Tasks to complete:
A. State whether each statement below agrees with the opinion piece on climate deniers. Answer yes or no for each, and quote the words from the piece that decide it. (i) The author agreed with the religious leader who said she had no time for dialogue with climate deniers. (ii) The piece says business-as-usual emissions put the planet on course to warm by up to 3 degrees Centigrade by 2100. (iii) Among the 2017 disasters, the piece names wildfires in Washington.
B. Reproduce a passage of the opinion piece on climate deniers word for word, starting at the words "2. Resources —" and stopping after the words "limited buck here.".

* start Text block *

Recently, a group of women friends and I were discussing the problem of climate change, and we found we were split on an issue: what to do about climate deniers.

Several wanted to pursue dialogue with those who publicly opposed the idea that climate change is occurring and is caused by human burning of fossil fuels. But an outspoken local religious leader whom I greatly admire stated bluntly that she just didn’t have time for that, that there was too much to be done and that is not where she was willing to put her energy. I agreed.

Last week Donald Trump disparaged the existence of climate change in light of the severe cold snap that we in the Northeast are facing. This standard climate-denial meme (Sen. James Inhofe’s snowball in the Senate chamber) deliberately conflates weather with climate. Weather is what is happening now. Climate is the long-term trend.

And there is no doubt among honest scientists about the character of the trend: Temperatures and sea levels are rising much faster than expected. Climate change certainly can include snowstorms and cold snaps, but the process overall is bringing us more heat waves, droughts and wildfires, more severe tropical hurricanes, melting glaciers, sea ice and tundra, flooding, and coral reef and species destruction. And 2017 was nothing if not the pudding that provided the proof, from California and Oregon wildfires to Hurricanes Maria, Harvey and Irma.

Say you are alarmed by what you see happening all around you. How do you spend your energy? Do you listen to and try to win over President Trump’s base, be it the uncle who sits next to you at Thanksgiving dinner or your co-worker whose pastor preaches that climate change is a hoax promulgated by blasphemers. It’s not that I think it would be wrong to gather those who refute climate science, re-present all the evidence that has accumulated over the last three decades, listen to their critique and develop a respectful dialogue. Here are the problems:

1. Time — we don’t have it. With business-as-usual greenhouse gas emissions, we are on course for warming the planet from nearly 5 degrees to over 7 degrees Centigrade by the year 2100. Those temperatures are incompatible with most life on earth.

2. Resources — we don’t have enough. At the moment we regular Americans and some state governments are up against the power of the federal government which, since last January, has become a fully-owned subsidiary of the insanely rich fossil fuel industry.

3. The possibility of engaging in honest dialogue is limited, particularly regarding those actively purveying anti-science. By 2018 they have self-selected for vigorously ignoring or disputing the mounds of evidence of global warming, presumably out of a vested interest in continued burning of coal, gas and oil. In my experience, one doesn’t get a whole lot of bang for one’s limited buck here.

Instead, most of those who are actively trying to save the planet from biocide are concentrating on building a movement entwined with the peace and justice uprising that is opposing the Republican Party’s theft of rights and resources from the non-rich, non-white, non-male, non-corporate classes. The first steps are simple: an immediate freeze on the building of new fossil fuel infrastructure and implementation of climate action plans in all institutions. The combination will move us toward the goal of cutting greenhouse gas emissions to zero. It is doable technologically, agree the experts. What is missing is the political will, power and investment to make the necessary economic transformation.

* end Text block *
* start Stored records *

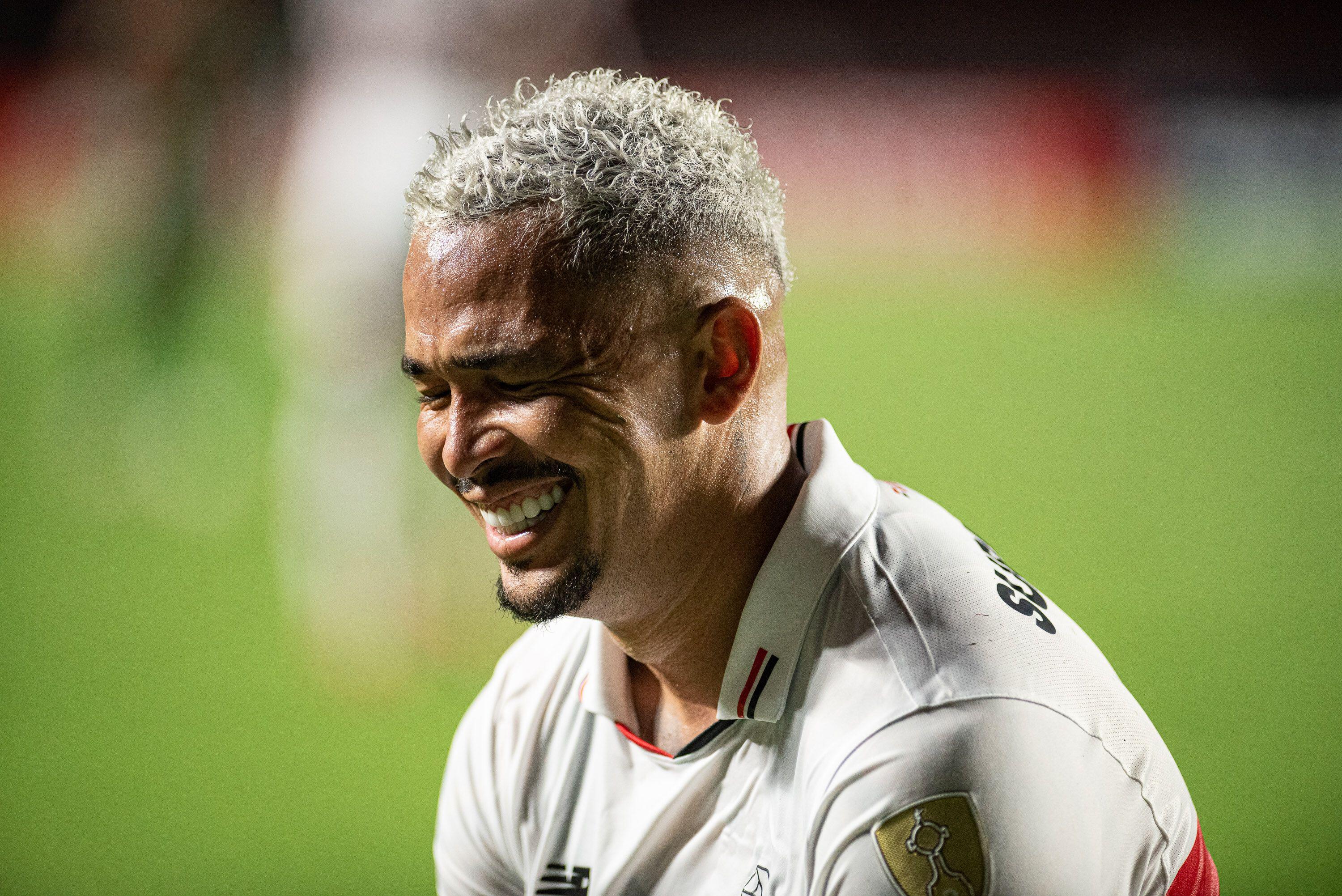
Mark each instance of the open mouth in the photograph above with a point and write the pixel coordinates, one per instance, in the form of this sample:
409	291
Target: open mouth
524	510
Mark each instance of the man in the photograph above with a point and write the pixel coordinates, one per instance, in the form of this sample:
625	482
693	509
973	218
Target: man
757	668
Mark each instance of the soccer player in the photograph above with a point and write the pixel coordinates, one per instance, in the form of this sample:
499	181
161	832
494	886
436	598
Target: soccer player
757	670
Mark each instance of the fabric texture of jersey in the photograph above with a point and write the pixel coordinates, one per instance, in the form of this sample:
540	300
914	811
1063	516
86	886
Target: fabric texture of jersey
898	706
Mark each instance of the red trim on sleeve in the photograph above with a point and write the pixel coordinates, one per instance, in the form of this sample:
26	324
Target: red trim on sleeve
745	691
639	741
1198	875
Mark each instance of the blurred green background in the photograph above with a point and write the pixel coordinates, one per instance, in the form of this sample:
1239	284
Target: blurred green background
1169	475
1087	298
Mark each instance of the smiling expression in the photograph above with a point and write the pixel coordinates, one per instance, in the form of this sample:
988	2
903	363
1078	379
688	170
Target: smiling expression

* end Stored records *

Worked answers:
A.
(i) Yes: "I agreed."
(ii) No: "we are on course for warming the planet from nearly 5 degrees to over 7 degrees Centigrade by the year 2100."
(iii) No: "from California and Oregon wildfires to Hurricanes Maria, Harvey and Irma."

B.
2. Resources — we don’t have enough. At the moment we regular Americans and some state governments are up against the power of the federal government which, since last January, has become a fully-owned subsidiary of the insanely rich fossil fuel industry.

3. The possibility of engaging in honest dialogue is limited, particularly regarding those actively purveying anti-science. By 2018 they have self-selected for vigorously ignoring or disputing the mounds of evidence of global warming, presumably out of a vested interest in continued burning of coal, gas and oil. In my experience, one doesn’t get a whole lot of bang for one’s limited buck here.